Work instruction: Exactly as written, reproduce all of the entries.

Dataset items:
+--

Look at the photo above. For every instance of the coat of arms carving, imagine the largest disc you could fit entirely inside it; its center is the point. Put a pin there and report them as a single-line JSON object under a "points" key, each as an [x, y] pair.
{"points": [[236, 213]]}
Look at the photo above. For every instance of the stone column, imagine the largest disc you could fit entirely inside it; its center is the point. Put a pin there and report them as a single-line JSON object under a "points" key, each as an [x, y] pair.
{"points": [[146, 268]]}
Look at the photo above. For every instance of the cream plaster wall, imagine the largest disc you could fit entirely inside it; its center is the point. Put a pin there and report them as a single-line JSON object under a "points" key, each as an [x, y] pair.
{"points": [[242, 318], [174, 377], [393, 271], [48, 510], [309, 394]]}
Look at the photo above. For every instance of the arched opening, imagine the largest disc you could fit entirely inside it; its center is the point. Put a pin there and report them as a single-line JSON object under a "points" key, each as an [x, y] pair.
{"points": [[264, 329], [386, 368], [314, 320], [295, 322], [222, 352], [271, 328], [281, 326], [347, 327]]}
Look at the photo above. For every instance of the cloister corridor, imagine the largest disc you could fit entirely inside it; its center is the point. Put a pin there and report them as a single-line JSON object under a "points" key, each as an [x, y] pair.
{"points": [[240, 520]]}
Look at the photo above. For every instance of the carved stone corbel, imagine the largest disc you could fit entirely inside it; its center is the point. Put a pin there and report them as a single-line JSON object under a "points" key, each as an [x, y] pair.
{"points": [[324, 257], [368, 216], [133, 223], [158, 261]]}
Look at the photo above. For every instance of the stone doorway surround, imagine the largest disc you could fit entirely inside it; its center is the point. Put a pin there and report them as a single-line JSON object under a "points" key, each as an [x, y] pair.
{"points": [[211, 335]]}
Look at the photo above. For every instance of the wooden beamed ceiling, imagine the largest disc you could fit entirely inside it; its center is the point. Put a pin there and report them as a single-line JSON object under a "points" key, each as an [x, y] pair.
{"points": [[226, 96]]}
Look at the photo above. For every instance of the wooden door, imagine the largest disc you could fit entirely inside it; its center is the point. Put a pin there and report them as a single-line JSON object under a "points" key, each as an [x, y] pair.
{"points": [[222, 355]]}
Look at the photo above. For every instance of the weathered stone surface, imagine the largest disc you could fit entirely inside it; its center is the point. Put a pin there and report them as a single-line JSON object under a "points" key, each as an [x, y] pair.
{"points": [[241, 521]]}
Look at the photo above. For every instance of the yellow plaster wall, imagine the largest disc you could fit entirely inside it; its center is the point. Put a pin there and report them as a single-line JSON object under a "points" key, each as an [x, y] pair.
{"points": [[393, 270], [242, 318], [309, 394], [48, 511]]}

+--

Result:
Look at the photo above. For every instance of the coat of arms carving, imagine the largest disc you could fit entirely inside it; its center is the point. Put a pin there and report them as a single-line JSON object under a "points" key, each as an [x, y] pair.
{"points": [[236, 213]]}
Look at the photo above. For every instance of the stone column, imagine the largest disc you could fit entirely inside it; its center is the point. Put a pin there and report them as a single-line JSON object under a "points" key, each as an [x, y] pair.
{"points": [[146, 268]]}
Look at the photo above. For every instance of the cream plaster wall, imagine the largest disc you could fit entirely inside it; its center is the point. Put a pin there and report them as a single-line JSON object under a "points" key, each as an [x, y] pair.
{"points": [[242, 318], [174, 377], [393, 271], [48, 510], [309, 394]]}
Look at the photo above. For every instance of the arched opening, imagine the largest disc you could fit entirely inside it; its center is the point. Put a pin there and report them as a single-line JSON object under a "points" key, each as an [x, y] pair.
{"points": [[264, 329], [386, 368], [314, 320], [295, 322], [222, 352], [271, 328], [281, 326], [347, 327]]}
Look at the photo above. For every instance of the cloister corridor, imagine the largest disc you could fit entirely inside it; its center is the point. Put a pin there and report them as a single-line JSON object under a "points" key, each as an [x, y] pair.
{"points": [[240, 520]]}
Look at the photo above. For every instance of the carved stone corbel, imagine the largest disc you could fit entirely inside it; its center is the point. Put a pin there and report them as a single-line JSON object under a "points" key, each as an [x, y] pair.
{"points": [[324, 257], [368, 216], [133, 223], [158, 261]]}
Look at the photo above. For every instance of the stone doorway surround, imagine the largest disc you could fit entirely inside it; its center is the point. Put a pin there and report them as a single-line JSON object under a "points" key, each as an [x, y] pair.
{"points": [[211, 335]]}
Look at the photo above. For every instance of the wooden beamed ceiling, imagine the largest disc you could fit entirely inside it; its center is the point. Put a pin there and report them as a single-line JSON object under a "points" key, each as an [x, y] pair.
{"points": [[226, 96]]}
Look at the photo above. For every instance of the wooden door, imagine the largest disc you could fit entirely inside it; its center is the point. Put a pin there and report them as a single-line JSON object under a "points" key, each as an [x, y] pair.
{"points": [[222, 355]]}
Look at the photo above. For every instance of the weathered stone surface, imagine the largest disc you could fit entirely inside it; its center is the point. Put a pin there and report them as a single-line JSON object under a "points" key, each as an [x, y] pair.
{"points": [[241, 521]]}
Look at the photo above. For every instance of the yellow plaster wall, imagine the largest disc you could fit entirely inside it; its center is the point. Put a pin there and report them as a single-line JSON object under a "points" key, each as an [x, y] pair.
{"points": [[393, 270], [242, 318], [309, 394], [48, 511]]}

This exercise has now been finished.